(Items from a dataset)
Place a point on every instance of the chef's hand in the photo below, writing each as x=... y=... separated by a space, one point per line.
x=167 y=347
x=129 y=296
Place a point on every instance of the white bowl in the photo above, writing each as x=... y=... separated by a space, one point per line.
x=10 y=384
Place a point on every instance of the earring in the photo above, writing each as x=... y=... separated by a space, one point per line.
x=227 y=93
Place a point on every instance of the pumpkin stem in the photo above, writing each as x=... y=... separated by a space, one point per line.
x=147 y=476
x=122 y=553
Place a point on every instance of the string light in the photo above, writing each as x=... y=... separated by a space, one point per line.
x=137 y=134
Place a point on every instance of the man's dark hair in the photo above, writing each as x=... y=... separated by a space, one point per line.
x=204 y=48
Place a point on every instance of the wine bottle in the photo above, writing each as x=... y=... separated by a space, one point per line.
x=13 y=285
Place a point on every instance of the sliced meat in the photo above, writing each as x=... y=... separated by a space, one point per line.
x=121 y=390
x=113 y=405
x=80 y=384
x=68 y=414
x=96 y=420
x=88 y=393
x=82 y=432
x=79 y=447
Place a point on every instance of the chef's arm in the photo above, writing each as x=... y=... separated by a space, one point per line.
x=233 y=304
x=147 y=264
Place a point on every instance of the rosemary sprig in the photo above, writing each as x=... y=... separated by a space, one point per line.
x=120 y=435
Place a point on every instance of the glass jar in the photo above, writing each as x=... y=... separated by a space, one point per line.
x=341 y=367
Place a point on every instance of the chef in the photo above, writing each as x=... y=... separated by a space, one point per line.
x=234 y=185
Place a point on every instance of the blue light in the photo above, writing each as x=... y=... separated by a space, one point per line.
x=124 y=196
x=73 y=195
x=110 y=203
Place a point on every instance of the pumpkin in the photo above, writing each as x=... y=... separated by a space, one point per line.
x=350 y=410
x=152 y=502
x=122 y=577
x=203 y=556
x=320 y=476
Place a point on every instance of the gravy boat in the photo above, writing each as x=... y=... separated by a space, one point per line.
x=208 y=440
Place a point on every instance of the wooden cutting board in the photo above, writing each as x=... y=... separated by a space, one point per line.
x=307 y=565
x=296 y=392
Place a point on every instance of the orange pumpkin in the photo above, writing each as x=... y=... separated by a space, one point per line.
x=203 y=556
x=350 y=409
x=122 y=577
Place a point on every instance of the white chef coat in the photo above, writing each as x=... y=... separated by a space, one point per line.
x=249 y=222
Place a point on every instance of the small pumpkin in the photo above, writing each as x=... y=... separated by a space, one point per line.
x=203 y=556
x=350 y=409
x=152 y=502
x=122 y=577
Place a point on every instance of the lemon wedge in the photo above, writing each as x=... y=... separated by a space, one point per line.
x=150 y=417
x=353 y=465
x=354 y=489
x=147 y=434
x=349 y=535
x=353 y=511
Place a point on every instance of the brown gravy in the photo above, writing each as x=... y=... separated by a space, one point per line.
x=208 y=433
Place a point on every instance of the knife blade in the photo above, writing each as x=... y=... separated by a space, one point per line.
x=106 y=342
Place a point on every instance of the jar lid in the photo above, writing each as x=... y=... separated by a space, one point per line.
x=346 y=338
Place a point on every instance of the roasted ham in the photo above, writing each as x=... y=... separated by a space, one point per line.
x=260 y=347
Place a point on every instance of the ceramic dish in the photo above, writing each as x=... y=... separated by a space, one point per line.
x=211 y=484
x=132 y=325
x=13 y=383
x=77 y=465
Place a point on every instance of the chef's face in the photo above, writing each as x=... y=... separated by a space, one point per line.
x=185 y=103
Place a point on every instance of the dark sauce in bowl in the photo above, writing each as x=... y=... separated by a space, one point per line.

Exercise =
Set down the entries above again, word for word.

Response to the task =
Place a point on every instance of the chef's hand in the photo below, writing each as x=... y=... separated by a space, one point per line.
x=167 y=347
x=129 y=296
Place a point on every instance of the white bowl in the photo above, writing each as x=... y=... separated by a space, one point per line.
x=10 y=384
Place a point on every instance of the earring in the photo above, writing each as x=... y=... separated by a space, one point per line.
x=227 y=93
Place a point on every instance of the pumpkin stem in the photo above, writing each as x=... y=... separated by a space, one point per line.
x=147 y=476
x=122 y=553
Place a point on every instance of the string light in the photo above, writing each as x=... y=... separated by a space, one point per line.
x=137 y=134
Place a point on every instance of the man's dark hair in the photo above, writing each as x=... y=... separated by a space, one point per line.
x=204 y=48
Place a point on every instance of the wine bottle in the photo above, writing each as x=... y=... separated by a space, one point per line.
x=13 y=285
Place a point on every instance of the sliced meat in the photo above, writing each as x=... y=... separated by a space, one point per line.
x=121 y=390
x=113 y=405
x=80 y=384
x=68 y=414
x=96 y=420
x=88 y=393
x=82 y=432
x=79 y=447
Place a point on every instance of the chef's arm in the photo above, writing each as x=... y=... separated by a space, one point per line.
x=233 y=304
x=147 y=264
Place a point on every instance of the rosemary sprig in the photo above, writing each as x=... y=... separated by a space, one point per line.
x=120 y=435
Place a point on every instance of the glass jar in the photo above, writing each as x=... y=... separated by a space, one point per line.
x=341 y=367
Place a point on every instance of the chef in the photo above, writing each as x=... y=... separated by a space, one point per line.
x=234 y=185
Place a point on every instance of the blue light in the photo above, writing each as x=... y=... separated by a space, one point per line.
x=124 y=196
x=73 y=195
x=110 y=203
Place a point on every instance of the pumpkin in the photo above, writing each as x=... y=... separated by a space, one point per line.
x=350 y=410
x=152 y=502
x=122 y=577
x=203 y=556
x=320 y=476
Place a point on every instance of the gravy boat in the photo above, writing each as x=... y=... separated by a space, one point per line.
x=208 y=440
Place a point on every instance of the wooden cutting board in the photo above, writing each as x=... y=... separated by a space, one point per line.
x=307 y=565
x=296 y=392
Place a point on every instance of the orange pumpkin in the photo above, writing each as x=... y=... separated by a space, one point per line.
x=203 y=556
x=350 y=409
x=122 y=577
Place a point on every instance of the white chef coat in the photo above, writing each as x=... y=... separated by a space, one point per line.
x=249 y=222
Place a point on every instance of the small pumpkin in the photo above, writing each as x=... y=... separated by a space, one point per line.
x=203 y=556
x=350 y=409
x=152 y=502
x=122 y=577
Place a point on every instance of the lemon wedge in the photo above, writing each as x=... y=... separated by a space, one point per line.
x=150 y=417
x=353 y=465
x=354 y=489
x=147 y=434
x=349 y=535
x=353 y=511
Place a point on every instance of the brown gravy in the photo above, writing each as x=... y=... separated by a space, one point per line.
x=208 y=433
Place a point on every instance of the knife blade in the photo above, writing each as x=... y=... separated by a space, one point per line.
x=106 y=342
Place a point on every instance of the jar lid in the photo above, writing each as x=... y=... separated by a space, one point per line.
x=346 y=338
Place a point on every instance of the roasted ham in the photo above, writing each as x=... y=... separated by a space, one point per line.
x=260 y=347
Place a point on every instance of the ceramic dish in the photo above, writing each as x=... y=... separated by a space, one point per line.
x=211 y=484
x=132 y=325
x=13 y=383
x=77 y=465
Place a point on every instance of the chef's face in the photo above, writing each as x=... y=... separated by a space, one point per line.
x=185 y=103
Place a point on every instance of the dark sauce in bowl in the photo above, writing each as x=... y=... separated by a space, one point per line.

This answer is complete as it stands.